DOCUMENTTEKST:

★ ★ ★ ★ ★

De hoogtematen zijn binnen de bouwvlakken aangeduid. Daarin worden een beperkt aantal combinaties van maximum-goothoogte respectievelijk maximum-bouwhoogte onderscheiden. Als basis is gekozen voor de volgende indeling waarbij de maximum goothoogte (goot) en maximum bouwhoogte (bouw) in meters is aangegeven.

type   plat   kap   hoge kap  
  goot   bouw   goot   bouw   goot   bouw  
1 laag   3,5   3,5   3,5   6,5   3,5   9,5  
2 laag   6,5   6,5   6,5   9,5   6,5   12,5  

Ook hier zijn de gekozen maten uiteindelijk bepaald door de afstemming op vigerende rechten en op de feitelijk bestaande situatie. Voor het gehele bebouwingsvlak geldt dezelfde maatvoering. Er zijn geen zogenoemde hoogtescheidingslijnen aangebracht. Enerzijds is dit voortgekomen uit de vigerende bouwstroken, anderzijds bestaan de bouwvlakken meestal uit min of meer samenhangende bebouwing langs een straat. Zodoende geldt voor iedereen langs de straat hetzelfde regime.

★ ★ ★ ★ ★

AANGELEVERDE RIJEN:
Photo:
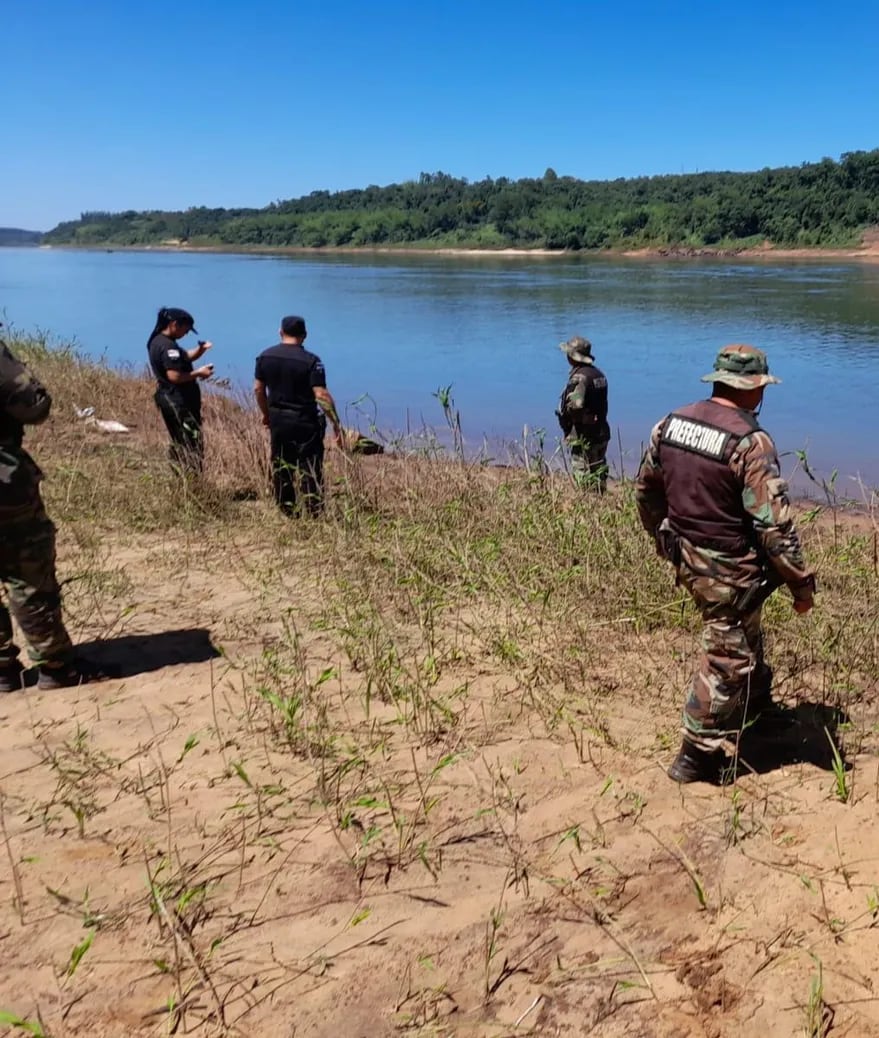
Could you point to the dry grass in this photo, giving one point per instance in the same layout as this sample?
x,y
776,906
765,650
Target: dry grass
x,y
420,790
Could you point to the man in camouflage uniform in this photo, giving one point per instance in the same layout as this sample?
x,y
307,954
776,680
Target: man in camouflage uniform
x,y
582,415
709,490
27,543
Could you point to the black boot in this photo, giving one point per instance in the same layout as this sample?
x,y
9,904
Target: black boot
x,y
693,764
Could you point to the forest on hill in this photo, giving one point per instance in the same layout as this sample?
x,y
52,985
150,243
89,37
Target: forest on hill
x,y
17,236
823,203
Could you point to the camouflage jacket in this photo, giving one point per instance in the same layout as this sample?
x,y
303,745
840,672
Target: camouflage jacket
x,y
767,524
23,401
582,406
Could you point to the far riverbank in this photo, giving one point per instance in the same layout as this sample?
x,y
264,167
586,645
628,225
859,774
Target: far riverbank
x,y
863,253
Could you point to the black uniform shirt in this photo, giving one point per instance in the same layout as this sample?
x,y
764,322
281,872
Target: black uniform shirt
x,y
167,355
291,374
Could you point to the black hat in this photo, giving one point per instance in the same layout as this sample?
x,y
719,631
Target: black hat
x,y
293,326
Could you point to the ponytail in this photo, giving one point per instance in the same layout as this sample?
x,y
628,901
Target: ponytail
x,y
162,321
168,313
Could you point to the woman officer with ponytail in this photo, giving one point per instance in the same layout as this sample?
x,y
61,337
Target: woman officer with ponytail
x,y
177,392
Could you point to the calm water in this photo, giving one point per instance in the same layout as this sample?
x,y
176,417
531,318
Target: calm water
x,y
392,329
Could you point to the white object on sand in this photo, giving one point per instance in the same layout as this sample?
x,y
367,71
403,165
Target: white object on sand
x,y
105,425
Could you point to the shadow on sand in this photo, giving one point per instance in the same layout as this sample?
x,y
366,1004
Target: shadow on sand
x,y
131,654
804,734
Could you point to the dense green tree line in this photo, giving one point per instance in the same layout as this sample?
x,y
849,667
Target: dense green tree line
x,y
827,202
15,236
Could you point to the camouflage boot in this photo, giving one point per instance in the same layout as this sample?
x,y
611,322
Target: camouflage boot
x,y
11,678
78,672
693,764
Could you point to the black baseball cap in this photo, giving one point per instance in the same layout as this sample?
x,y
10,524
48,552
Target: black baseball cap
x,y
168,313
294,326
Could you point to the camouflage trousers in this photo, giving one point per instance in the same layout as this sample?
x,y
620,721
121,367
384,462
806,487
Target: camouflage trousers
x,y
731,678
27,572
588,462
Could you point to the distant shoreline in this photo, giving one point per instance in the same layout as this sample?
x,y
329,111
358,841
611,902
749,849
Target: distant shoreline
x,y
866,253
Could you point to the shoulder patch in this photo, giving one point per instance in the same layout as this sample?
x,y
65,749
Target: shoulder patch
x,y
695,436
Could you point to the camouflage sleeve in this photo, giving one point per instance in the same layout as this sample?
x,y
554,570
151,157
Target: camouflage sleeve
x,y
22,397
576,393
650,485
765,499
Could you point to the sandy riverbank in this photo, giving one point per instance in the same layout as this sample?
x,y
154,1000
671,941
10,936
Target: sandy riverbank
x,y
866,253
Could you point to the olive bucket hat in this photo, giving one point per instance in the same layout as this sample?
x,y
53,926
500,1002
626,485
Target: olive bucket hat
x,y
579,350
742,367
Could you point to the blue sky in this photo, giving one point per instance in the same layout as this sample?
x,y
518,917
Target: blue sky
x,y
109,105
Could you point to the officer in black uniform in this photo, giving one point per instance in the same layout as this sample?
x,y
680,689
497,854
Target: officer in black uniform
x,y
177,392
582,415
291,390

★ ★ ★ ★ ★

OPDRACHTVEREISTEN: Neem uit de tekst over de hoogtematen woordelijk over wat tussen "De hoogtematen zijn" en "meters is aangegeven." staat, beide inbegrepen. De rijen zijn afzonderlijk materiaal en horen niet bij de tekst over de hoogtematen.

ANTWOORD OPDRACHT:
De hoogtematen zijn binnen de bouwvlakken aangeduid. Daarin worden een beperkt aantal combinaties van maximum-goothoogte respectievelijk maximum-bouwhoogte onderscheiden. Als basis is gekozen voor de volgende indeling waarbij de maximum goothoogte (goot) en maximum bouwhoogte (bouw) in meters is aangegeven.